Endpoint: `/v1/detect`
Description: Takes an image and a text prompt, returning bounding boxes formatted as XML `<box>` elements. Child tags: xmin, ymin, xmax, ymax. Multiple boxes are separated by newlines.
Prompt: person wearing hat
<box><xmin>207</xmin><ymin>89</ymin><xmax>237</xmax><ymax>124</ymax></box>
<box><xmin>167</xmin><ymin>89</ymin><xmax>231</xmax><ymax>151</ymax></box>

----

Direction
Render each line of the material above as a JSON list of strings, one string per line, with blank lines omitted.

Final answer
[
  "Endpoint: `/v1/detect`",
  "Description: Takes an image and a text prompt, returning bounding boxes formatted as XML `<box>` elements. Child tags: xmin, ymin, xmax, ymax. Multiple boxes are separated by newlines.",
  "Prompt: person wearing hat",
  "<box><xmin>207</xmin><ymin>89</ymin><xmax>237</xmax><ymax>124</ymax></box>",
  "<box><xmin>167</xmin><ymin>89</ymin><xmax>231</xmax><ymax>151</ymax></box>"
]